| STATED TASK |
Express the lines from the start of the records through the line that contains "(0, 3), (1344, 783)" as a two-column CSV with the headers input and output. Give one row for each text and its answer, and put each value in its own quoted field with any line breaks replaced by spaces.

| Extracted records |
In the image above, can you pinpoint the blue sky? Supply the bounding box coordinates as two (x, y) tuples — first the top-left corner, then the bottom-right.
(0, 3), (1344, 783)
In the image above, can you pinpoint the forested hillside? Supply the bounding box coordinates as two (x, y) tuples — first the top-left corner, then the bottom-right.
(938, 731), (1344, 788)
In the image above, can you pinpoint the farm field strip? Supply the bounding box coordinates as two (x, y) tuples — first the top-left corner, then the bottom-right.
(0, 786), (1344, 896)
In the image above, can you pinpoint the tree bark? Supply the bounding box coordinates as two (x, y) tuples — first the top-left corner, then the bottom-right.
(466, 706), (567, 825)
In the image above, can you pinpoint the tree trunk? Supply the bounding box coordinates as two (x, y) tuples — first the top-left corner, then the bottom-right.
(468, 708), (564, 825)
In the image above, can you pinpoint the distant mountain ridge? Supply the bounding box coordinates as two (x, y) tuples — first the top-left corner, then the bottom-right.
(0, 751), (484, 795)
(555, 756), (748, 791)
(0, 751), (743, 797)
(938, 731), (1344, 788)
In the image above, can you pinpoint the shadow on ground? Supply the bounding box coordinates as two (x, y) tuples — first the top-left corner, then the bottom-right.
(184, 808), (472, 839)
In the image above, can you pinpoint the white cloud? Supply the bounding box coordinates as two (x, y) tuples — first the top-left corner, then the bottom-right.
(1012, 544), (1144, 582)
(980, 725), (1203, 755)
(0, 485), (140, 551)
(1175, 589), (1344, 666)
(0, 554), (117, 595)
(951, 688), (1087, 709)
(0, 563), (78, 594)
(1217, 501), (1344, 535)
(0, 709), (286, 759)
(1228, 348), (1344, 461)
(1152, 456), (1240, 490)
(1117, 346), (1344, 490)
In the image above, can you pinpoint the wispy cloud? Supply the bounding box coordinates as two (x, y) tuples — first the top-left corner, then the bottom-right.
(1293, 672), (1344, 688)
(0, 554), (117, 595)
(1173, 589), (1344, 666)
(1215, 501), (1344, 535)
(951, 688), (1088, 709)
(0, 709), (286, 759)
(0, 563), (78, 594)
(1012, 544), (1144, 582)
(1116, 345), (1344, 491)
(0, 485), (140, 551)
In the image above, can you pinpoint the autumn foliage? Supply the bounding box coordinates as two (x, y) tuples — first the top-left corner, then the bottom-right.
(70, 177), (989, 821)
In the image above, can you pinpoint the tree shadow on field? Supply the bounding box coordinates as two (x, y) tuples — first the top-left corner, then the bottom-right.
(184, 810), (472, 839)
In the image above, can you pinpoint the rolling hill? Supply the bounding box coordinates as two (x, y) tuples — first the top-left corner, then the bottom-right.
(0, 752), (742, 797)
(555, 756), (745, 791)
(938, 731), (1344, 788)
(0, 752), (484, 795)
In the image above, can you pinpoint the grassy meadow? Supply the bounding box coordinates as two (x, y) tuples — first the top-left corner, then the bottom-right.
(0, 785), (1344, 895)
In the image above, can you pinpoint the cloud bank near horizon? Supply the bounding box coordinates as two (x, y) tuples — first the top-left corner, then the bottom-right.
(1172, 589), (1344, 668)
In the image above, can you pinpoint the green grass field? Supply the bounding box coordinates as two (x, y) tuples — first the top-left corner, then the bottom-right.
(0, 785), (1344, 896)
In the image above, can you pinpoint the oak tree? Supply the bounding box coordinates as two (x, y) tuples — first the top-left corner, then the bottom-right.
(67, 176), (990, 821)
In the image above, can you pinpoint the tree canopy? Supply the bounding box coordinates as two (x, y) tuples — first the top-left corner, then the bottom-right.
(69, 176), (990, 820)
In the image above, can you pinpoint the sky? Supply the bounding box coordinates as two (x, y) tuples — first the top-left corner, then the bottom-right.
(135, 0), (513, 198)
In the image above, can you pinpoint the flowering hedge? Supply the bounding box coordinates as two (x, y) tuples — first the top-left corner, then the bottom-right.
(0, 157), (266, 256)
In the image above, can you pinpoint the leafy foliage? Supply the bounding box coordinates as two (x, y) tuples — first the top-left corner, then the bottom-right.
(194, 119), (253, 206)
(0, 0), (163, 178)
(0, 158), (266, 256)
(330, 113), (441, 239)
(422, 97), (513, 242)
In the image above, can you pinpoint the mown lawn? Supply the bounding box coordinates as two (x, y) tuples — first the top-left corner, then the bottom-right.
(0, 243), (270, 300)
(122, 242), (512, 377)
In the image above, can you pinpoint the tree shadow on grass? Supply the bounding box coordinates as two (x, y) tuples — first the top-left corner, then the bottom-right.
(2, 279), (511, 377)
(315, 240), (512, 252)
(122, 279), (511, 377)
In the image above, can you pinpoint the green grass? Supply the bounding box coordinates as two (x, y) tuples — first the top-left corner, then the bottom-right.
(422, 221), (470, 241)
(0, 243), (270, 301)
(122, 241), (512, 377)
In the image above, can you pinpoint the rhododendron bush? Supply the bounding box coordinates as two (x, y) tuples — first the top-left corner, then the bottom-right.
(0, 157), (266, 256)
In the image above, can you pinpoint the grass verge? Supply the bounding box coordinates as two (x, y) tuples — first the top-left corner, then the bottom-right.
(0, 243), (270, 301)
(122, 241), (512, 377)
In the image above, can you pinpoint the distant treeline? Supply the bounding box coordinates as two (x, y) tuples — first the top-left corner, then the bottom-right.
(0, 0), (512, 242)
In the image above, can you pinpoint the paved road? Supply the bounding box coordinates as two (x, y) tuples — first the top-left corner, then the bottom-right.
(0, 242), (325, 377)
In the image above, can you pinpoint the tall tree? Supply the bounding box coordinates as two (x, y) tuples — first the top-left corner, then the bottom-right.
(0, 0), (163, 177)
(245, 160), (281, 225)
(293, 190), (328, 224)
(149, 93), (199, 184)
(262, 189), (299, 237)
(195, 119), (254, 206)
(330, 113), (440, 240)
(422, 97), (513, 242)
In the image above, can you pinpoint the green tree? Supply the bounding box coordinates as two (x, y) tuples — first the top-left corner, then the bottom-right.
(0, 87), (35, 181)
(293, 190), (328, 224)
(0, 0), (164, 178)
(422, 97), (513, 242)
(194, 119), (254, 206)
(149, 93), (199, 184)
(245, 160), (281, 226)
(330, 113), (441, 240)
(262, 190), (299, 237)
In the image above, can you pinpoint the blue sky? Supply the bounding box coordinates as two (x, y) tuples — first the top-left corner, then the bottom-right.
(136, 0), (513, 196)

| RESULT BELOW |
input,output
"In the image above, can you pinpoint the blue sky? Supply the bounding box coordinates as two (x, y) tuples — first the top-left corner, then the bottom-right.","(0, 3), (1344, 783)"